> [TASK PROMPT]: Render every line of the records below as a Markdown table with the columns "No." and "Line", numbering the rows in order and leaving out blank lines. Omit the pictures from the table.

> [SUPPLIED RECORDS]:

● ● ● ● ● ● ●

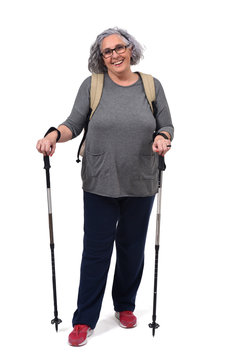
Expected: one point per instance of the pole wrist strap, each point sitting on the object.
(51, 130)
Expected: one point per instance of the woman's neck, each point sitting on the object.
(124, 79)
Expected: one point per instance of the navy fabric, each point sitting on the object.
(125, 221)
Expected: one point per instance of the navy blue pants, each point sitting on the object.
(124, 220)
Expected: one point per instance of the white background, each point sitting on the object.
(192, 47)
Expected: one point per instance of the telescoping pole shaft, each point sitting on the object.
(161, 168)
(47, 166)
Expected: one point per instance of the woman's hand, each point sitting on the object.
(160, 145)
(47, 145)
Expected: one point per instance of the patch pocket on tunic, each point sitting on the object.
(96, 164)
(148, 167)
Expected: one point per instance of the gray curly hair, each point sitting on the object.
(95, 61)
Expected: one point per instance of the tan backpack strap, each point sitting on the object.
(96, 91)
(149, 87)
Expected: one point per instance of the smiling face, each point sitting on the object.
(117, 63)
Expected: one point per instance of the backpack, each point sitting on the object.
(95, 96)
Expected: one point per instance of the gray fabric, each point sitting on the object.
(118, 159)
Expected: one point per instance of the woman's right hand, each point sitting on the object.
(47, 145)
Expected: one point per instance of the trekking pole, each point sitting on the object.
(161, 168)
(47, 166)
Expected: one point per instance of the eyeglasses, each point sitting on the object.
(119, 49)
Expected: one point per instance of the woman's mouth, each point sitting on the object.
(117, 63)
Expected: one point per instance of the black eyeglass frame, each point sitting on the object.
(115, 49)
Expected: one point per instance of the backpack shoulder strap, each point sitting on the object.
(149, 88)
(96, 91)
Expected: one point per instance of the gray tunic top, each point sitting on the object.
(118, 159)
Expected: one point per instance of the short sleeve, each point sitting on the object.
(78, 116)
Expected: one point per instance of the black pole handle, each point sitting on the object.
(161, 163)
(46, 162)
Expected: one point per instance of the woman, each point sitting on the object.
(119, 174)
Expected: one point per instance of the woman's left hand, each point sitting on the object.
(160, 145)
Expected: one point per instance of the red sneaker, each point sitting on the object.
(78, 336)
(126, 319)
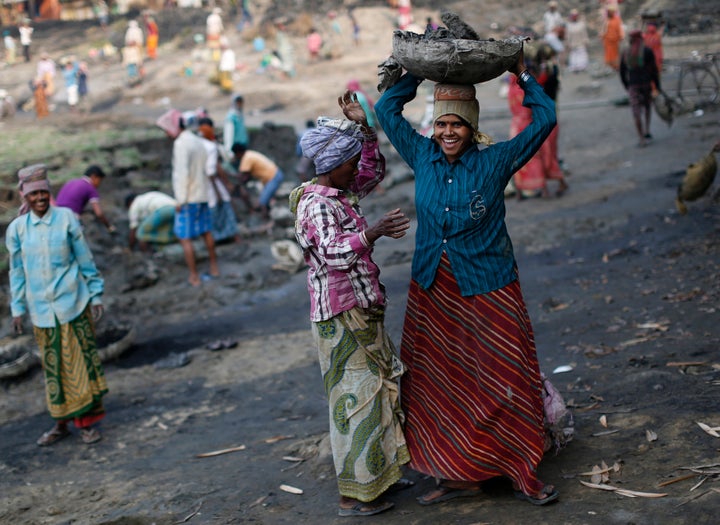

● ● ● ● ● ● ●

> [RESULT BELOW]:
| No. | Line |
|---|---|
| 1 | Expected: one point per instance of the pole wrist strap, each point sitting on the object. |
| 2 | (51, 130) |
| 3 | Expected: one point per instance of the woman's neck, each point sitting on the object. |
| 4 | (124, 79) |
| 5 | Expected: one point per instance of the navy fabric, each point sitting on the object. |
| 6 | (125, 221) |
| 7 | Expected: one point per instance of the navy blue pants, each point sitting on the object. |
| 8 | (124, 220) |
| 9 | Expected: one point per instance of the white background, each point sitting on the object. |
| 10 | (192, 47) |
| 11 | Expected: one point per instance of the telescoping pole shaft, each point sitting on the object. |
| 12 | (161, 168) |
| 13 | (47, 166) |
| 14 | Expected: one point per instance of the woman's hand, each point sitting on the object. |
| 15 | (160, 145) |
| 16 | (47, 145) |
| 17 | Expected: one point per instance of the patch pocket on tunic, each point sitting on the object. |
| 18 | (96, 164) |
| 19 | (148, 167) |
| 20 | Expected: one point per instance of the gray curly hair, each point sitting on the object. |
| 21 | (95, 61) |
| 22 | Expected: one point per instance of the tan backpack strap, each point sitting on the object. |
| 23 | (96, 91) |
| 24 | (149, 87) |
| 25 | Expected: one point per instance of the smiling face, each point sitting on the object. |
| 26 | (117, 63) |
| 27 | Expected: one point per instance of the backpack, each point sitting on the object. |
| 28 | (95, 96) |
| 29 | Expected: one point per instance of the gray fabric, each point sitting on the object. |
| 30 | (118, 159) |
| 31 | Expected: one point per instance of the woman's right hand, each point sitting on the object. |
| 32 | (47, 145) |
| 33 | Expected: one point per instance of the trekking pole, each point sitting on the object. |
| 34 | (161, 168) |
| 35 | (47, 166) |
| 36 | Expected: one point per instance of the eyeglasses, each point sitting on the object. |
| 37 | (119, 49) |
| 38 | Expected: one point per instance of the woman's mouth, each point sitting on the object. |
| 39 | (117, 63) |
| 40 | Expected: one point per instance of the black eyeglass frame, each point sitting on the object. |
| 41 | (115, 49) |
| 42 | Expected: one point per instance of the backpack shoulder strap, each point sitting on the object. |
| 43 | (149, 88) |
| 44 | (96, 91) |
| 45 | Expected: one point per instance of the gray tunic top, each point sitting on the object. |
| 46 | (118, 159) |
| 47 | Expected: one point per instance of the short sleeve, each point sitting on the object. |
| 48 | (78, 116) |
| 49 | Expected: one point per instance of the black pole handle, each point sitting on the object. |
| 50 | (161, 163) |
| 51 | (46, 162) |
| 52 | Expected: one point per instance of the woman, each point sitting on the object. |
| 53 | (119, 174) |
| 54 | Expected: one point per instance of the woman's left hand, each point sitting on the object. |
| 55 | (160, 145) |
| 56 | Expected: one point per instance of the red sneaker, each point sitting on the object. |
| 57 | (78, 336) |
| 58 | (126, 319) |